Invoking Lachit Borphukan, the Ahom general who defeated the advancing Mughal Army on the Brahmaputra at Saraighat in AD 1671, he says this election is, to all intents and purposes, the last battle of Saraighat, with the BJP, the AGP and the Bodoland People’s Front standing for jati, mati, bheti on one side and the forces of Chief Minister Gogoi, flanked on either side by Mr. Ajmal and Rockybul Hussain (the Minister for Agriculture), on the other.

Customisation

The Dhemaji speech schema is revisited in subsequent rallies through the course of the day at Dhakuakhana in Lakhimpur district and Behali, Biswanath Chariali, Rangapara and Borsola in Sonitpur district, with on-the-spot improvisations and local customisation. In Dhakuakhana, Mr. Sarma hits out at Congress vice-president Rahul Gandhi for claiming that a BJP government in Assam would take orders from Nagpur [the headquarters of the Rashtriya Swayamsevak Sangh], charging that a Congress-All India United Democratic Front government would take orders from Bangladesh.

In Behali, which also has a sizeable population of Muslims and Nepalese, Mr. Sarma eschews the Ajmal opening and makes only a quick reference to Nagpur-Bangladesh. At Bishwanath Chariali, he makes a specific outreach to tea garden workers, promising them higher and regular minimum wage — with a stray reference to cows.

• What to produce: List every town that the campaign excerpt names as a site of the later rallies held over the course of the day. The lines after this come from a separate source.

• Data section:

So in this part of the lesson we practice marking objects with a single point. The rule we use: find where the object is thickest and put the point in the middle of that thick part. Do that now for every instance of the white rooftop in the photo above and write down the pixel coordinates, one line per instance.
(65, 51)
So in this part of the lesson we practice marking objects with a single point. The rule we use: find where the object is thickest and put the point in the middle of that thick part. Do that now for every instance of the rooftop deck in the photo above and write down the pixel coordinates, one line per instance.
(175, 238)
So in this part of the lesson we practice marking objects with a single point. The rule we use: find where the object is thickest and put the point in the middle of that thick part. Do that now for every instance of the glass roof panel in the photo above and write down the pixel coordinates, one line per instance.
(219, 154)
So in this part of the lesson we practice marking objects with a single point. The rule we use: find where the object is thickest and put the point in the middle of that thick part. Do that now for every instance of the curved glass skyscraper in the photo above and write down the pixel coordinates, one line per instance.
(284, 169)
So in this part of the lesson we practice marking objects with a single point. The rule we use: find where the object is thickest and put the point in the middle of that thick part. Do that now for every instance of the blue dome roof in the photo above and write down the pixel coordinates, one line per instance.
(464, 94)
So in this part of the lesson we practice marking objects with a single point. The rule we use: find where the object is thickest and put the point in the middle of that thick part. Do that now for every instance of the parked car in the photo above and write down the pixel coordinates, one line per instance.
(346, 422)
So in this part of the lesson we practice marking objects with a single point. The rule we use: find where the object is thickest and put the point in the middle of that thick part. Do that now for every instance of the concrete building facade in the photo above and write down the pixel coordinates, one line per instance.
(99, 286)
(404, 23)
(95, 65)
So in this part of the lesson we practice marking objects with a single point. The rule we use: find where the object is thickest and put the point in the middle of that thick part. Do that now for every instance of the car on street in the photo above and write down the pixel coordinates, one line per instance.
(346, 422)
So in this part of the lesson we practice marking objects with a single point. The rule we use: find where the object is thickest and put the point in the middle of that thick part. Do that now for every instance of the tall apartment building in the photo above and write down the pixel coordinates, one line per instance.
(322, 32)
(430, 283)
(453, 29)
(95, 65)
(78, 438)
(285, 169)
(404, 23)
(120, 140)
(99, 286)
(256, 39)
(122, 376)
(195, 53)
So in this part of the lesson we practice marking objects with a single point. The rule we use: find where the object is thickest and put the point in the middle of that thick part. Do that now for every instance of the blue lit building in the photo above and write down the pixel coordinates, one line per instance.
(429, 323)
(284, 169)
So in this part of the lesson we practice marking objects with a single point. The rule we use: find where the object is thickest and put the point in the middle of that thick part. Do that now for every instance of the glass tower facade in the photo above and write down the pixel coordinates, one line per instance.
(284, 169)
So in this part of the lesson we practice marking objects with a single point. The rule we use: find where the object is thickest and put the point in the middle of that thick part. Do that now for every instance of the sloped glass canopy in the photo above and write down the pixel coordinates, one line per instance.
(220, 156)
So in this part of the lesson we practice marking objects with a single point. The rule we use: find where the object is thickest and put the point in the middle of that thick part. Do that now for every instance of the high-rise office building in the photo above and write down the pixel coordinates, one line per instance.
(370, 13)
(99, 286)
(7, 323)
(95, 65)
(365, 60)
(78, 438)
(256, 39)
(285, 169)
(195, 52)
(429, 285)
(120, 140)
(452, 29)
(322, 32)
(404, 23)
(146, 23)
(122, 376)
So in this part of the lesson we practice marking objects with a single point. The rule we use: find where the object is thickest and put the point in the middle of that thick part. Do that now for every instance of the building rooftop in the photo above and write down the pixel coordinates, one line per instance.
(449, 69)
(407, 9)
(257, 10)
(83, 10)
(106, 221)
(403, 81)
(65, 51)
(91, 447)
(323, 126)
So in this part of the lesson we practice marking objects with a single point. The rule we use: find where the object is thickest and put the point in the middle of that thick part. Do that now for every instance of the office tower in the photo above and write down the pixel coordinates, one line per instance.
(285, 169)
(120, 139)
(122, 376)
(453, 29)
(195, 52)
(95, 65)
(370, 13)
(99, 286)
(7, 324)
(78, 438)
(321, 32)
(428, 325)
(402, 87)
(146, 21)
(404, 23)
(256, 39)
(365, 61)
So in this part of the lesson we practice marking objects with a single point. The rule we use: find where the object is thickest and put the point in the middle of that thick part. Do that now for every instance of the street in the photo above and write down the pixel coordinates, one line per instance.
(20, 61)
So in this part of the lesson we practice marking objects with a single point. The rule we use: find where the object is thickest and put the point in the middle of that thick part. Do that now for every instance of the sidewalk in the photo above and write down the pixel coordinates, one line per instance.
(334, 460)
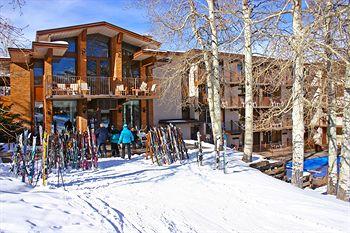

• Result:
- Dhakuakhana
- Behali
- Biswanath Chariali
- Rangapara
- Borsola